[Collected data]
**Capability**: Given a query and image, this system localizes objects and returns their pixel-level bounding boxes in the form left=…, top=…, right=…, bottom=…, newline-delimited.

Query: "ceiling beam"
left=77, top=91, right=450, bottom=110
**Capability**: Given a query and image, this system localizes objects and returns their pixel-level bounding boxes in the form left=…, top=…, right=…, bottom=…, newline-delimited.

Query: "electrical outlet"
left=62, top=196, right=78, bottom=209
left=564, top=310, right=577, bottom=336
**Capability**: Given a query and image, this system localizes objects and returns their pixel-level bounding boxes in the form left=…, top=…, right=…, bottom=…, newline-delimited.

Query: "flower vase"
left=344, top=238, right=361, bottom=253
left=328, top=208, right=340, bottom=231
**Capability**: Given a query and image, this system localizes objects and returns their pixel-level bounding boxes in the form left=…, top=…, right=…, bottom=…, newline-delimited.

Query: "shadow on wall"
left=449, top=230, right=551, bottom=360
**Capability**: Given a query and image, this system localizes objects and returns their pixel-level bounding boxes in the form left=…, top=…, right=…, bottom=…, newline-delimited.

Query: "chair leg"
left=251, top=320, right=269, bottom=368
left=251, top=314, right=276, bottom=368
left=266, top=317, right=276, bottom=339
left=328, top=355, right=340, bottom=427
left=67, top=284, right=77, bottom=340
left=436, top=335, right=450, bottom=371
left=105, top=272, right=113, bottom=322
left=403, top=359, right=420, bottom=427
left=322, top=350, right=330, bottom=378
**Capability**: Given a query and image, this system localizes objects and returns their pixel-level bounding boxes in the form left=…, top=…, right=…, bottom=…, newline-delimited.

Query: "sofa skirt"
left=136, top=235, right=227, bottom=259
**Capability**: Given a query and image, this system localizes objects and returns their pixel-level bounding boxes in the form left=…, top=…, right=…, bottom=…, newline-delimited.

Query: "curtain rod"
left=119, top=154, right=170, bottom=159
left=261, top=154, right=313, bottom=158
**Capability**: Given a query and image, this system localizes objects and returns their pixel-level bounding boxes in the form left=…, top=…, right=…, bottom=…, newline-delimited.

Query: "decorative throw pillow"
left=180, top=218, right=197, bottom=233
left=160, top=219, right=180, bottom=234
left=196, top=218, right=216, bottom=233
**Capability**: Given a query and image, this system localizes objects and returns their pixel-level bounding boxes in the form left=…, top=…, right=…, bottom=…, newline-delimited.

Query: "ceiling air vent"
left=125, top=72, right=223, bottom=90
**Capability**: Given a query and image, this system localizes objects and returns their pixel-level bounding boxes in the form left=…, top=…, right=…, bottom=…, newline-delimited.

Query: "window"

[Try it] An exact copy of every line above is what this asks for.

[Final answer]
**Capability**: Given a query and image, this system localizes objects and returns their pixel-level bounding boxes in the form left=…, top=…, right=…, bottom=…, newline-delimited.

Query: "ceiling beam"
left=77, top=91, right=450, bottom=110
**Capability**: Given a query and image, this system localizes objects and returns their pixel-level bounding boxes in the form left=…, top=…, right=…, bottom=…, newline-delimited.

Query: "electrical outlet"
left=62, top=196, right=78, bottom=209
left=564, top=310, right=577, bottom=336
**Capability**: Given a query and image, this system localizes objects and returns their pixel-level bounding boxes in the form left=…, top=…, right=…, bottom=…, newline-delimited.

Query: "flower vase"
left=344, top=238, right=361, bottom=253
left=328, top=208, right=340, bottom=231
**Capability**: Given a query and image, this system localizes objects and returns their pixel-level bounding boxes in the form left=…, top=…, right=…, bottom=…, newline-delimited.

Query: "shadow on wall"
left=449, top=230, right=551, bottom=360
**Capability**: Given a query and image, this system localizes objects and returns their pixel-level bounding boxes in the form left=…, top=…, right=…, bottom=…, newline-delimited.

Query: "chair leg"
left=251, top=320, right=269, bottom=368
left=251, top=314, right=276, bottom=368
left=266, top=317, right=276, bottom=339
left=328, top=355, right=340, bottom=427
left=67, top=284, right=77, bottom=340
left=436, top=335, right=450, bottom=371
left=105, top=272, right=113, bottom=322
left=403, top=359, right=420, bottom=427
left=322, top=350, right=330, bottom=378
**Capability**: Given a query and image, this system localizes objects and returns their pixel-level bounding boxes in the form left=…, top=…, right=…, bottom=…, newline-delimited.

Query: "sofa skirt"
left=136, top=235, right=227, bottom=259
**Capability**: Given a query and image, this system localizes objects and returns their pixel-level bounding boxes in the form left=…, top=…, right=…, bottom=…, newline-delimited.

Query: "curtain rod"
left=119, top=154, right=170, bottom=159
left=261, top=154, right=313, bottom=158
**Capability**: Given a query and image, this system localizes objects and returns their pixel-level bounding boxes in the form left=…, top=…, right=…, bottom=…, newline-delimited.

Query: "decorative throw pillow"
left=180, top=218, right=197, bottom=233
left=160, top=219, right=180, bottom=234
left=196, top=218, right=216, bottom=233
**Capability**: Given a query and image, this system localizes objects and returns their pixel-level bounding boxes in the form left=…, top=…, right=…, bottom=…, newline-delimited.

Query: "ceiling air vent"
left=125, top=72, right=223, bottom=90
**Capability**: Given a query and image, this system localizes objects and returns their pixel-level bounding boxes in the form left=…, top=…, right=…, bottom=…, newline-delimited.

Query: "window"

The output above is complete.